• _Your assignment_: The entries must be set down again word for word; no pictures belong in the copy.

• _Dataset_:
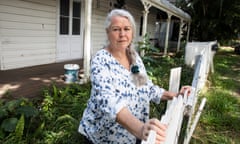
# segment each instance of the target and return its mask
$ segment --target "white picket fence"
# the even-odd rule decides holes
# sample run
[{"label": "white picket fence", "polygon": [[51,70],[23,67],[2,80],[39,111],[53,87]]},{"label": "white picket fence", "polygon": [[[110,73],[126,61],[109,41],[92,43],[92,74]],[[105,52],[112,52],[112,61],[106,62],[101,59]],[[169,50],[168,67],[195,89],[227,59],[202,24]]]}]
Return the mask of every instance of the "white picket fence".
[{"label": "white picket fence", "polygon": [[[185,64],[188,66],[196,66],[197,62],[200,63],[200,69],[198,75],[200,78],[197,78],[198,87],[202,89],[207,81],[207,76],[209,72],[214,72],[213,69],[213,57],[216,51],[212,50],[212,46],[217,45],[217,41],[210,42],[188,42],[185,47]],[[200,59],[200,60],[199,60]],[[211,71],[210,71],[211,70]]]},{"label": "white picket fence", "polygon": [[[195,90],[194,93],[190,95],[187,102],[190,110],[187,114],[189,116],[189,120],[184,144],[188,144],[190,142],[193,131],[206,103],[206,98],[203,98],[197,112],[195,113],[196,104],[199,99],[199,92],[206,84],[209,72],[214,72],[213,58],[216,51],[212,49],[213,45],[217,45],[217,41],[191,42],[186,45],[185,63],[189,66],[195,67],[194,77],[192,80],[192,87]],[[189,63],[190,61],[191,64]]]},{"label": "white picket fence", "polygon": [[[194,129],[198,123],[201,112],[206,103],[206,98],[201,101],[195,113],[198,94],[207,81],[209,70],[213,72],[212,45],[216,42],[191,42],[186,45],[185,63],[195,67],[192,80],[192,91],[190,96],[179,95],[168,102],[167,110],[161,117],[161,122],[168,126],[166,140],[162,144],[178,144],[183,117],[188,116],[187,129],[184,137],[184,144],[191,140]],[[178,92],[181,78],[181,68],[173,68],[170,73],[169,90]],[[148,139],[142,144],[155,144],[156,132],[150,131]]]}]

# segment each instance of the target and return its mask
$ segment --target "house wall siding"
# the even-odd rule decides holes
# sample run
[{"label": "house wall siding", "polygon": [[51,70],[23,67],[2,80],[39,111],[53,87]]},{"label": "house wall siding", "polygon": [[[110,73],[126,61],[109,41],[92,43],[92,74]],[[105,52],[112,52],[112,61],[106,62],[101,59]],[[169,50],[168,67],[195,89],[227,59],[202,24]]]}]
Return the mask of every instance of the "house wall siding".
[{"label": "house wall siding", "polygon": [[1,70],[55,62],[56,1],[0,1]]},{"label": "house wall siding", "polygon": [[[104,22],[114,3],[116,0],[93,0],[91,55],[106,44]],[[129,0],[126,9],[136,21],[136,43],[141,40],[139,31],[144,7],[140,0]],[[56,18],[56,0],[0,0],[0,70],[56,62]],[[155,18],[156,12],[150,8],[147,33],[151,38]]]},{"label": "house wall siding", "polygon": [[91,55],[94,55],[105,45],[104,22],[110,7],[109,0],[93,1],[92,4]]}]

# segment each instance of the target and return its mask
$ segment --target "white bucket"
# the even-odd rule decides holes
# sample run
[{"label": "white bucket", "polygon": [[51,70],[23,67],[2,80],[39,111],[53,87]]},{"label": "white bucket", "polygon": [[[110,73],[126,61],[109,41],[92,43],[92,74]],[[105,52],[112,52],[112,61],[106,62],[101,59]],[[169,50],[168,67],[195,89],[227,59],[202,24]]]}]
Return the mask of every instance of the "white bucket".
[{"label": "white bucket", "polygon": [[78,64],[65,64],[64,65],[64,79],[66,83],[73,83],[78,81],[78,73],[79,73],[79,65]]}]

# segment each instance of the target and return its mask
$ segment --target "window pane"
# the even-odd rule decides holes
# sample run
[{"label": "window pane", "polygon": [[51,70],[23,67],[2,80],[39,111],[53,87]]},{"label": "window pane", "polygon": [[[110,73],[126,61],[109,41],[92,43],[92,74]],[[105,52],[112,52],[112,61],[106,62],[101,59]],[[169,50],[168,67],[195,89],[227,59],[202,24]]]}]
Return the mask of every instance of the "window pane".
[{"label": "window pane", "polygon": [[81,3],[73,2],[72,35],[80,35]]},{"label": "window pane", "polygon": [[60,0],[60,34],[69,34],[69,0]]},{"label": "window pane", "polygon": [[73,18],[72,34],[80,35],[80,19]]},{"label": "window pane", "polygon": [[60,1],[60,15],[69,16],[69,0]]},{"label": "window pane", "polygon": [[68,34],[68,17],[60,17],[60,34]]},{"label": "window pane", "polygon": [[73,2],[73,17],[80,18],[80,11],[81,11],[80,8],[81,8],[80,2]]}]

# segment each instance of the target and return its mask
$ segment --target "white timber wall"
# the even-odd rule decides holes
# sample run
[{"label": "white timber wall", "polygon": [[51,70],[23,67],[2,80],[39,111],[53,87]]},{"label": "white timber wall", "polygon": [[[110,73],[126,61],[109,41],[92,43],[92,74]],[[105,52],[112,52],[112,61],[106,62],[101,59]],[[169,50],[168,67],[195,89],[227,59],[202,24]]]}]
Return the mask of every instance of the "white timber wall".
[{"label": "white timber wall", "polygon": [[110,7],[109,0],[94,0],[92,4],[91,54],[94,55],[106,43],[104,23]]},{"label": "white timber wall", "polygon": [[1,70],[55,62],[56,0],[0,0]]},{"label": "white timber wall", "polygon": [[[110,6],[116,0],[93,1],[91,55],[106,44],[104,28]],[[126,1],[136,21],[139,35],[143,5],[140,0]],[[147,33],[154,38],[156,9],[148,15]],[[56,62],[56,0],[0,0],[0,70],[23,68]]]},{"label": "white timber wall", "polygon": [[[99,49],[103,48],[106,44],[107,36],[105,32],[105,19],[107,13],[113,9],[110,6],[110,1],[114,4],[116,1],[114,0],[101,0],[101,1],[93,1],[93,10],[92,10],[92,51],[91,55],[94,55]],[[141,40],[141,36],[139,35],[140,31],[140,20],[141,16],[143,16],[143,5],[140,0],[131,0],[126,1],[126,9],[133,15],[136,21],[136,38],[135,43]],[[150,11],[148,16],[148,27],[147,33],[150,34],[150,37],[154,37],[155,32],[155,22],[156,22],[156,13],[155,11]]]}]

• _Problem solution_:
# segment each instance of the target and return its mask
$ segment --target "white picket fence"
# the even-odd rule decides holes
# sample run
[{"label": "white picket fence", "polygon": [[51,70],[23,67],[2,80],[39,111],[53,87]]},{"label": "white picket fence", "polygon": [[[110,73],[126,61],[109,41],[92,43],[92,74]],[[105,52],[112,52],[112,61],[106,62],[101,59]],[[169,50],[168,67],[195,89],[227,59],[202,24]]]}]
Return the mask of every instance of the "white picket fence".
[{"label": "white picket fence", "polygon": [[[185,64],[188,66],[196,66],[197,62],[200,63],[200,69],[198,75],[200,78],[197,78],[198,87],[202,89],[207,81],[207,76],[209,72],[214,72],[213,69],[213,57],[216,51],[212,50],[212,46],[217,45],[217,41],[210,42],[188,42],[185,47]],[[200,59],[200,60],[199,60]],[[211,71],[210,71],[211,70]]]},{"label": "white picket fence", "polygon": [[[195,90],[194,93],[190,95],[187,102],[190,110],[187,114],[189,116],[189,120],[184,144],[188,144],[190,142],[193,131],[206,103],[206,98],[203,98],[197,112],[195,113],[196,104],[199,99],[199,92],[206,84],[209,72],[214,72],[213,58],[216,51],[212,49],[213,45],[217,45],[217,41],[191,42],[186,45],[185,63],[189,66],[195,67],[194,77],[192,80],[192,87]],[[189,63],[190,61],[191,64]]]},{"label": "white picket fence", "polygon": [[[194,129],[198,123],[201,112],[206,103],[206,98],[201,101],[195,113],[198,94],[207,81],[209,70],[213,72],[212,45],[216,42],[191,42],[186,45],[185,63],[195,67],[192,80],[192,91],[190,96],[179,95],[168,102],[167,110],[161,117],[161,122],[168,126],[166,140],[162,144],[178,144],[183,117],[188,116],[187,129],[184,137],[184,144],[191,140]],[[178,92],[181,78],[181,68],[173,68],[170,73],[169,90]],[[148,139],[142,144],[155,144],[156,132],[150,131]]]}]

# segment each instance of the target and return its mask
$ segment --target "house wall siding"
# the even-odd rule decides holes
# sample run
[{"label": "house wall siding", "polygon": [[51,70],[23,67],[2,80],[39,111],[53,87]]},{"label": "house wall siding", "polygon": [[[110,73],[126,61],[109,41],[92,43],[92,74]],[[105,52],[112,52],[112,61],[106,62],[101,59]],[[169,50],[168,67],[195,89],[227,59],[202,24]]]}]
Return the mask of every instance of the "house wall siding".
[{"label": "house wall siding", "polygon": [[1,70],[55,62],[56,1],[0,1]]},{"label": "house wall siding", "polygon": [[[104,22],[114,3],[116,0],[93,0],[91,55],[106,44]],[[129,0],[126,9],[136,21],[136,43],[141,40],[139,31],[144,7],[140,0]],[[56,18],[56,0],[0,0],[0,70],[56,62]],[[155,18],[156,12],[150,8],[147,33],[151,38]]]},{"label": "house wall siding", "polygon": [[91,55],[94,55],[105,45],[104,22],[110,7],[109,0],[93,1],[92,4]]}]

# segment each instance of the target and return its mask
$ segment --target "white bucket"
# the even-odd rule decides holes
# sample run
[{"label": "white bucket", "polygon": [[51,70],[23,67],[2,80],[39,111],[53,87]]},{"label": "white bucket", "polygon": [[[110,73],[126,61],[109,41],[92,43],[92,74]],[[105,52],[112,52],[112,61],[106,62],[101,59]],[[169,50],[168,67],[195,89],[227,59],[202,24]]]}]
Return the mask of every instance of the "white bucket".
[{"label": "white bucket", "polygon": [[78,64],[65,64],[64,65],[64,79],[66,83],[73,83],[78,81],[78,73],[79,73],[79,65]]}]

# segment each instance of the target and return its mask
$ segment --target "window pane"
# the even-odd rule decides holes
# sample run
[{"label": "window pane", "polygon": [[51,70],[23,67],[2,80],[39,111],[53,87]]},{"label": "window pane", "polygon": [[[110,73],[126,61],[109,41],[92,43],[92,74]],[[105,52],[112,52],[112,61],[106,62],[101,59]],[[169,50],[168,67],[195,89],[227,59],[202,24]]]}]
Return the mask of every instance of the "window pane".
[{"label": "window pane", "polygon": [[81,3],[73,2],[72,35],[80,35]]},{"label": "window pane", "polygon": [[60,0],[60,34],[69,34],[69,0]]},{"label": "window pane", "polygon": [[73,18],[72,34],[80,35],[80,19]]},{"label": "window pane", "polygon": [[60,1],[60,15],[69,16],[69,0]]},{"label": "window pane", "polygon": [[68,34],[68,17],[60,17],[60,34]]},{"label": "window pane", "polygon": [[73,2],[73,17],[80,18],[80,11],[81,11],[80,8],[81,8],[80,2]]}]

# segment each instance of the target and return its mask
$ segment --target "white timber wall"
# the even-odd rule decides holes
# sample run
[{"label": "white timber wall", "polygon": [[51,70],[23,67],[2,80],[39,111],[53,87]]},{"label": "white timber wall", "polygon": [[[110,73],[126,61],[109,41],[92,43],[92,74]],[[105,52],[112,52],[112,61],[106,62],[101,59]],[[169,50],[168,67],[195,89],[227,59],[202,24]]]}]
Return the mask of every instance of the "white timber wall".
[{"label": "white timber wall", "polygon": [[110,7],[109,0],[94,0],[92,4],[91,54],[94,55],[106,43],[104,23]]},{"label": "white timber wall", "polygon": [[1,70],[55,62],[56,0],[0,0]]},{"label": "white timber wall", "polygon": [[[110,6],[116,0],[93,1],[91,55],[106,44],[104,28]],[[126,1],[136,21],[139,35],[143,5],[140,0]],[[147,33],[154,38],[156,9],[148,15]],[[56,62],[56,0],[0,0],[0,70],[23,68]]]},{"label": "white timber wall", "polygon": [[[99,49],[103,48],[106,44],[107,36],[105,32],[105,19],[107,13],[113,9],[110,6],[110,1],[114,4],[116,1],[114,0],[101,0],[101,1],[93,1],[93,10],[92,10],[92,51],[91,55],[94,55]],[[141,40],[141,36],[139,35],[140,31],[140,20],[141,16],[143,16],[143,5],[140,0],[131,0],[126,1],[126,9],[133,15],[136,21],[136,38],[135,43]],[[150,11],[148,16],[148,27],[147,33],[150,34],[150,37],[154,37],[155,32],[155,22],[156,22],[156,13],[155,11]]]}]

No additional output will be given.